<<<<
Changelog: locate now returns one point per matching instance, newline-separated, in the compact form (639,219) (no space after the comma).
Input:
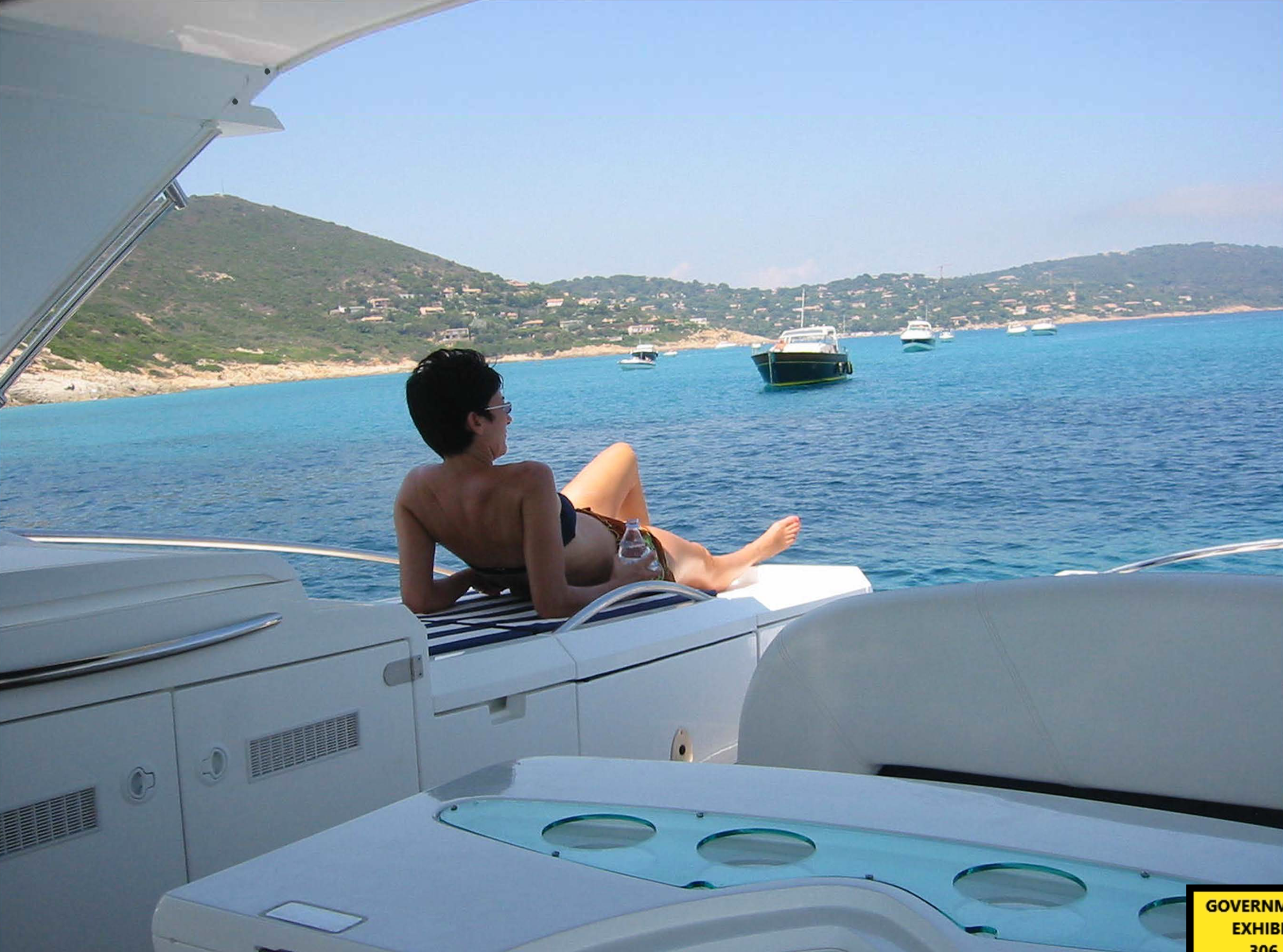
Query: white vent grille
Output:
(312,742)
(48,821)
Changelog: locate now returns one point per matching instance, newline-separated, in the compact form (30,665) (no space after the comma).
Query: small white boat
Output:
(918,335)
(642,358)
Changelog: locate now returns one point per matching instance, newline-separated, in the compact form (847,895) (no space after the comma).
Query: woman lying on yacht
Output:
(511,525)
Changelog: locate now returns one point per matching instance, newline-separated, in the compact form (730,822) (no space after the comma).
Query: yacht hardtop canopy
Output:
(103,103)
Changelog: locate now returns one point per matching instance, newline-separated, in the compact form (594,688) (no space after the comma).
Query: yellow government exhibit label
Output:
(1236,919)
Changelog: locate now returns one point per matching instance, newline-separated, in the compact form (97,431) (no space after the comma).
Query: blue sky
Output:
(783,141)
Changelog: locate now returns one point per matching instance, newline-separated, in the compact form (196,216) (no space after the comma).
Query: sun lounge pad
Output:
(487,620)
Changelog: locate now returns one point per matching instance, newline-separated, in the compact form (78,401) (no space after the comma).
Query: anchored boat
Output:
(1042,760)
(803,356)
(643,357)
(918,337)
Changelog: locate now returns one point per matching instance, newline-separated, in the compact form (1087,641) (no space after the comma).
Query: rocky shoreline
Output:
(57,380)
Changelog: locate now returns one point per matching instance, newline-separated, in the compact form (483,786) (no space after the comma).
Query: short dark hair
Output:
(443,389)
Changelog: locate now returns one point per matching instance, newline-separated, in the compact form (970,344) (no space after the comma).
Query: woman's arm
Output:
(421,591)
(546,555)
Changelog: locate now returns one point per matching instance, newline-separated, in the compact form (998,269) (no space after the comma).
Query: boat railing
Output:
(1188,556)
(197,542)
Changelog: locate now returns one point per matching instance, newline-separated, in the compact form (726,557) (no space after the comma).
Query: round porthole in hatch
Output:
(1165,918)
(1018,886)
(756,847)
(598,832)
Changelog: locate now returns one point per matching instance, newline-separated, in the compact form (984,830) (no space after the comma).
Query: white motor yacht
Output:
(1050,761)
(643,357)
(918,337)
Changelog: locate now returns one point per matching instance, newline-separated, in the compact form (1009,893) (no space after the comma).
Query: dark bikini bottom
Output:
(569,515)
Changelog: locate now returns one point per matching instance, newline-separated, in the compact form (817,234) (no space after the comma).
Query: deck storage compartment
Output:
(127,766)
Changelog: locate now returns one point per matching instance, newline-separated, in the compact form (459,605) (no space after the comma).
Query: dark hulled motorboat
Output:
(803,356)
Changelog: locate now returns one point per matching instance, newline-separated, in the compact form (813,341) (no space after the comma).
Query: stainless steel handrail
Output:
(1192,555)
(137,656)
(637,588)
(208,542)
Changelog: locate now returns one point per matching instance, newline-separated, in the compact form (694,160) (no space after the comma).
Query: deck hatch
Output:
(48,821)
(300,746)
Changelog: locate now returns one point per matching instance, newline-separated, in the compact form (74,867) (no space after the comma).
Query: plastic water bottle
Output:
(633,547)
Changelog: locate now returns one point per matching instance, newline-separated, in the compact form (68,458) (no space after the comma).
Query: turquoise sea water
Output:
(986,458)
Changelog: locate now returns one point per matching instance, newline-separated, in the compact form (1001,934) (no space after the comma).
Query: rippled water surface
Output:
(987,458)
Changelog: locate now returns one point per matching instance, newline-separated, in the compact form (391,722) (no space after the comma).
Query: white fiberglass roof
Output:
(277,34)
(105,102)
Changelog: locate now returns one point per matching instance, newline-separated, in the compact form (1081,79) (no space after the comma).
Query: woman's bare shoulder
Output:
(417,480)
(529,475)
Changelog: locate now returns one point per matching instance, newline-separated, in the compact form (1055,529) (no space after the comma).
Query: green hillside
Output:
(231,281)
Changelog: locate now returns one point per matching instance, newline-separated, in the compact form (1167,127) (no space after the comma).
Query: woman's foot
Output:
(782,534)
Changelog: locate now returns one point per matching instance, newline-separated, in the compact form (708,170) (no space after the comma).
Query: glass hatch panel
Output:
(995,892)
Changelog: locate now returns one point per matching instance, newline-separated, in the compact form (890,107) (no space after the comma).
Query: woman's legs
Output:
(695,566)
(611,485)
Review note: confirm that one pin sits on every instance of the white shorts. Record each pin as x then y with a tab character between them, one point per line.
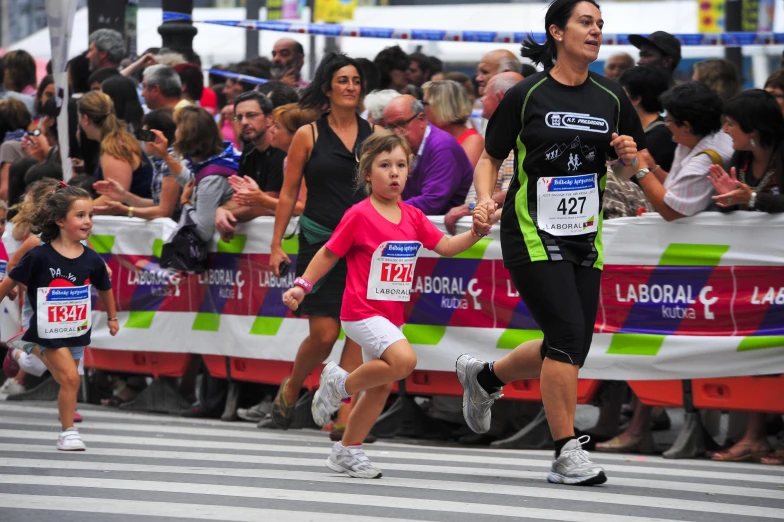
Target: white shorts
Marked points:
374	335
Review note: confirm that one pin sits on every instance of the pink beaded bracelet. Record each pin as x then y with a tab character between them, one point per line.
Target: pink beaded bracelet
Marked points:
304	284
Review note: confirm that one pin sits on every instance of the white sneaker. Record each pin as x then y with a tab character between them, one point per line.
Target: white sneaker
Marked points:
573	466
11	387
476	401
327	398
70	441
352	460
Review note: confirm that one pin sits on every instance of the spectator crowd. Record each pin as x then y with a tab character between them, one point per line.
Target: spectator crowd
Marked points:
156	137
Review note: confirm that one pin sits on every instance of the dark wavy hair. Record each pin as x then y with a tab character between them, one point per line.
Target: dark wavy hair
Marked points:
558	14
314	96
696	103
757	110
56	207
646	83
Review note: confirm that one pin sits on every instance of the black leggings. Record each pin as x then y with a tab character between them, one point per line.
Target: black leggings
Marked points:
563	299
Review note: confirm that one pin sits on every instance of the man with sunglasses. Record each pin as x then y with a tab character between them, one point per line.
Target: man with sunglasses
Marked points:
440	174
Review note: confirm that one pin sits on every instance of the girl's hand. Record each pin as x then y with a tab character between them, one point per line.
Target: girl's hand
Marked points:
293	297
110	188
114	327
276	257
721	181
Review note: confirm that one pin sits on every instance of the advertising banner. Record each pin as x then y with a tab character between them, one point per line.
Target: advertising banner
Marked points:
702	297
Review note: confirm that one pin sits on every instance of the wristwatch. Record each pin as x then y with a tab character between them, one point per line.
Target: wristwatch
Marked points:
641	173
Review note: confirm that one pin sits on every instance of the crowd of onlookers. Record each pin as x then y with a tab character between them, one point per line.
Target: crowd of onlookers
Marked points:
156	136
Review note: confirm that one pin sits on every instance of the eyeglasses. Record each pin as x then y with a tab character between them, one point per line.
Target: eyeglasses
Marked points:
401	125
247	116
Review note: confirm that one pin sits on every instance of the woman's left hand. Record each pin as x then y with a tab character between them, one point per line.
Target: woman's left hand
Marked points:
625	148
739	196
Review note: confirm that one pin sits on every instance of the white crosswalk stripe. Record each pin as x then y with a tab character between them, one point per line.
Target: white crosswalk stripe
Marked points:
142	466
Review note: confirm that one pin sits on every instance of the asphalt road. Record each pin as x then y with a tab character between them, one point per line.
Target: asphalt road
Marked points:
159	468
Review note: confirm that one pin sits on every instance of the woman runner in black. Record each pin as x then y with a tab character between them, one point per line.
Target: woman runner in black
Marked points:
565	124
326	154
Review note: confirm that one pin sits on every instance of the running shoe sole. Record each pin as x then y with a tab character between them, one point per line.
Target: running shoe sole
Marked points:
462	376
340	469
593	480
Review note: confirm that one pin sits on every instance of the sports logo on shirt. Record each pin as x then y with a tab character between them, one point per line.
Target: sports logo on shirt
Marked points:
576	121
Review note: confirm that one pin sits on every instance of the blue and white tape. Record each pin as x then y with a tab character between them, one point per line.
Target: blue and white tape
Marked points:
439	35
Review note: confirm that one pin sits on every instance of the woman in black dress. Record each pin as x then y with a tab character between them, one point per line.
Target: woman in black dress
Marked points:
326	154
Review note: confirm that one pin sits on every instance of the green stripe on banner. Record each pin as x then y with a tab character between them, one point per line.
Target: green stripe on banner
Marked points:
512	338
636	344
684	254
102	244
140	319
266	326
290	246
424	333
234	246
760	342
206	322
477	251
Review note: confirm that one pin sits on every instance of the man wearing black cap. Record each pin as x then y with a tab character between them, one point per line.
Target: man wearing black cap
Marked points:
660	49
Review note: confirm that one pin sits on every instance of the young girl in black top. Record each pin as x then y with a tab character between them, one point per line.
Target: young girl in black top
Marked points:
58	276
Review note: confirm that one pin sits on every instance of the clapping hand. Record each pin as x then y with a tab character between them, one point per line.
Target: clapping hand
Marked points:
721	181
293	297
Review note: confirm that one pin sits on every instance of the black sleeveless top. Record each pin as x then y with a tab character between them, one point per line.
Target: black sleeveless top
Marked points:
330	174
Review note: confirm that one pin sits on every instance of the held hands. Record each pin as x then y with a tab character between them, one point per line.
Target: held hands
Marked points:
484	213
293	297
187	193
625	149
277	255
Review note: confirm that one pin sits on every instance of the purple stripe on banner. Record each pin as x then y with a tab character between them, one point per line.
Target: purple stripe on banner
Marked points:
428	309
229	264
273	306
689	39
649	317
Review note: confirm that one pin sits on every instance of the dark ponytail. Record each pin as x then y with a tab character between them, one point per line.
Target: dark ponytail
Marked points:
542	54
558	14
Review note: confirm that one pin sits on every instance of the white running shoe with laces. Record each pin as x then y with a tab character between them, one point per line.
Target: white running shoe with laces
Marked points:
476	401
352	460
70	441
327	398
574	467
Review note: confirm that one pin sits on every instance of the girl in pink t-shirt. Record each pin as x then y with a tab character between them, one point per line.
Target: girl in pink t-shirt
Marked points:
380	238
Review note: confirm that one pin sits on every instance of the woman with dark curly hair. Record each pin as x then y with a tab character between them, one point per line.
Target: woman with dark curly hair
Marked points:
325	154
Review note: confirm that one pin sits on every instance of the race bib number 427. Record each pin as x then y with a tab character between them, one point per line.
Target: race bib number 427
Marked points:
568	205
63	312
392	270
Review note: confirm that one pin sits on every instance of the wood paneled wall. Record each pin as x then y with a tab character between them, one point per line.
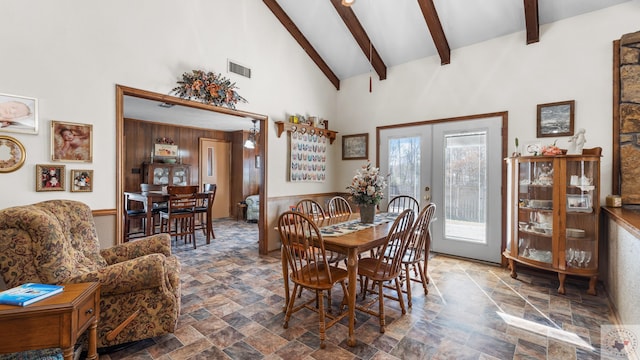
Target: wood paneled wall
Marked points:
140	136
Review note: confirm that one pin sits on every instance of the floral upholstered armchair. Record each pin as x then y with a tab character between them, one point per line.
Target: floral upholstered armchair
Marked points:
253	207
55	242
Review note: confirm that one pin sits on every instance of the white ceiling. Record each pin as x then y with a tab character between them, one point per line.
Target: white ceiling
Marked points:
397	30
399	33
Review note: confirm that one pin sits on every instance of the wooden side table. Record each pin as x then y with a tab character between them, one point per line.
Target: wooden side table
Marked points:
57	321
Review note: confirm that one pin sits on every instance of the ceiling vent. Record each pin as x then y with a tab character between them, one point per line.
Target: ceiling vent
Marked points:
236	68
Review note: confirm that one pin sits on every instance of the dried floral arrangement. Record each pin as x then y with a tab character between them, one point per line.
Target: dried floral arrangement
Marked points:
209	88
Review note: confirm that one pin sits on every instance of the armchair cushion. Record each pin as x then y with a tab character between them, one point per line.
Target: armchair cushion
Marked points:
55	242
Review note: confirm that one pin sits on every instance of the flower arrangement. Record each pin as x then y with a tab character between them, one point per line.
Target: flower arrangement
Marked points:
208	87
367	186
551	150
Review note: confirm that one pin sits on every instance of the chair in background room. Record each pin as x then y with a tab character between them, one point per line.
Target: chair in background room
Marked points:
253	207
133	214
180	214
203	210
312	209
386	266
401	202
417	254
304	252
56	242
156	208
339	206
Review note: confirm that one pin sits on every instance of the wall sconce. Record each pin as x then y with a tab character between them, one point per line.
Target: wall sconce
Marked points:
253	136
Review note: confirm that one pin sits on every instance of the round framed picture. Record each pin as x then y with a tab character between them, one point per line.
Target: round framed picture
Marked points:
12	154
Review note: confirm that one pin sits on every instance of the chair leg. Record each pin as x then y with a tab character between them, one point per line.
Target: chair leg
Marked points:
400	298
423	277
408	280
287	315
322	323
381	306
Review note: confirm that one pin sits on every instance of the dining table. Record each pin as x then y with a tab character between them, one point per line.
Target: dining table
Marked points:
148	198
347	235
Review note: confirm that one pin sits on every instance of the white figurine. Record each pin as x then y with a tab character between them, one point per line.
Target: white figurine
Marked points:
577	143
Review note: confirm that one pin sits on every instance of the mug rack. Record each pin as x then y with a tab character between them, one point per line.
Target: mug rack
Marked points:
290	127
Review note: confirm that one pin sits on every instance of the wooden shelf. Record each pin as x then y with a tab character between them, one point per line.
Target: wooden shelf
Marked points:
287	126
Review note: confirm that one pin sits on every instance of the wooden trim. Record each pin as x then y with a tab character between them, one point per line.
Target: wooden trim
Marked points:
288	24
360	35
615	173
531	21
104	212
628	219
435	28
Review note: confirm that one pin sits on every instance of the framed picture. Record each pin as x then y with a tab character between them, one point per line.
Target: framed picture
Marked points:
165	150
355	147
81	180
50	177
532	148
556	119
579	202
12	154
18	114
71	141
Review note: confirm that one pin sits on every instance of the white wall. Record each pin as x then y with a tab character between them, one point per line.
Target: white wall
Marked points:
572	61
70	55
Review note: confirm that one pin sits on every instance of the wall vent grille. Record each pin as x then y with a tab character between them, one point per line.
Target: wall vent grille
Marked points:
239	69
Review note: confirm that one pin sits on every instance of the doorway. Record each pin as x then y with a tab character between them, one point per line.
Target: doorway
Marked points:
224	116
457	164
215	163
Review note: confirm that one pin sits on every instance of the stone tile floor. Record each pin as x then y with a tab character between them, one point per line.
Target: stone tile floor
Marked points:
232	301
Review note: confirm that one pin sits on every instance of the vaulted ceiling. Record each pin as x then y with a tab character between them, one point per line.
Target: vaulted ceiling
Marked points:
373	35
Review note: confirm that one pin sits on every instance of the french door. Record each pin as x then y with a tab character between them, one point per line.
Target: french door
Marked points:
458	166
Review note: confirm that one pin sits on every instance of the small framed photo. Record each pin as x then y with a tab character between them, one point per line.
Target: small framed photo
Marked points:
50	177
579	202
81	180
355	147
532	148
18	114
556	119
71	141
12	154
165	150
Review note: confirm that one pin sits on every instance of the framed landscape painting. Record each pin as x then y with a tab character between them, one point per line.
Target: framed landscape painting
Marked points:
355	147
556	119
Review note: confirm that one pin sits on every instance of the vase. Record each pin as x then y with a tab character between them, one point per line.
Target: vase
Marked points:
367	213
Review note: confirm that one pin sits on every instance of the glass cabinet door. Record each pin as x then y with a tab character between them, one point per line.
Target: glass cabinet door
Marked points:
535	208
580	247
161	175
>>>>
**Written problem**
Reproduce the data above verbatim, starting at the line that contains "of the glass" and ending with the last line of the data.

**In response**
Review note: confirm that one pin sits on every instance of the glass cabinet door. Record each pin as x then y with a tab character between them, one point per line.
Target: glass cabinet door
Marked points:
535	208
580	247
161	175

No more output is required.